## [TESTO DA LEGGERE]
━━━━━━━━

La Nación (Argentina)

El Clarín (Argentina)

The Modesto Bee (California)

Herald & Weekly Times (Australia)

 

 

 

La genesi della Linotype

 

Cenni storici

su una formidabile invenzione

 

 

La prima linotype Mod. 1 è arrivata in Italia nel 1897 alla «Tribuna» di Roma; nel 1958 era ancora funzionante - Il 2 giugno 1893 entrano le prime sette linotype al «Los Angeles Times». I loro nomi: The Vanguard, E. Pluribus Unum, El Hombre Viejo, Nancy Hanks, Yo Tambien, California e Angelena

 

 

Dal passato remoto...

 

Gli antichi possedevano molte nozioni utili che andarono smarrite, per così dire, in quanto venivano tramandate a voce e in pochi casi con opere manoscritte molto costose; ma da quando la stampa venne in uso, ogni generazione ha fatto dei progressi grazie alle nozioni fissate sulle pagine stampate. Si può dire che il più grande contributo al progresso umano sia rappresentato dall'invenzione del carattere mobile e quindi dalla stampa, definita perciò «l'arte che ha preservato tutte le arti».

━━━━━━━━

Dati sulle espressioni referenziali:

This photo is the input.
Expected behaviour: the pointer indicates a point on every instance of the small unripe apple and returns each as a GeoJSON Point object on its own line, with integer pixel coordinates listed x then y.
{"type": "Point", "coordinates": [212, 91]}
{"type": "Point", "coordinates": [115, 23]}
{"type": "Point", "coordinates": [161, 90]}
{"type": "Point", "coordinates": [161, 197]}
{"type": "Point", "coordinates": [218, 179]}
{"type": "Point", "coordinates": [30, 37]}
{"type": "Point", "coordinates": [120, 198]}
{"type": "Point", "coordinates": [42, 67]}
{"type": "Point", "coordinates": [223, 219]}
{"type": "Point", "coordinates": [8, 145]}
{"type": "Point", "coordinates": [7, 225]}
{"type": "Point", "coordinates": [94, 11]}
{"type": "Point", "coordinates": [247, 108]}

━━━━━━━━

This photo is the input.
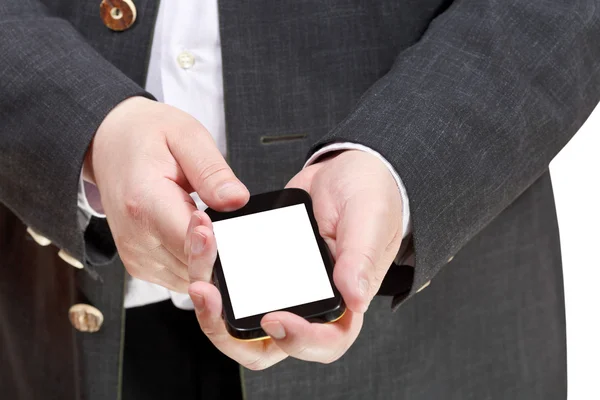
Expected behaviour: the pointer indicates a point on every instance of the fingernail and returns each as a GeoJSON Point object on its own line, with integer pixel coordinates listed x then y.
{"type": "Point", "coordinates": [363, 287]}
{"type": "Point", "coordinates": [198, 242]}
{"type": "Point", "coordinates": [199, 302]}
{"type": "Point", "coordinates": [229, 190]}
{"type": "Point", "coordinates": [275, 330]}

━━━━━━━━

## [CONSEGNA]
Nel testo sulla genesi della Linotype, per quale motivo molte nozioni utili degli antichi andarono smarrite? Spiegalo in una o due frasi.

## [SOLUZIONE]
Andarono smarrite perché venivano tramandate a voce e solo in pochi casi con opere manoscritte molto costose. Con l'avvento della stampa, invece, le nozioni vennero fissate sulle pagine stampate e ogni generazione poté fare progressi.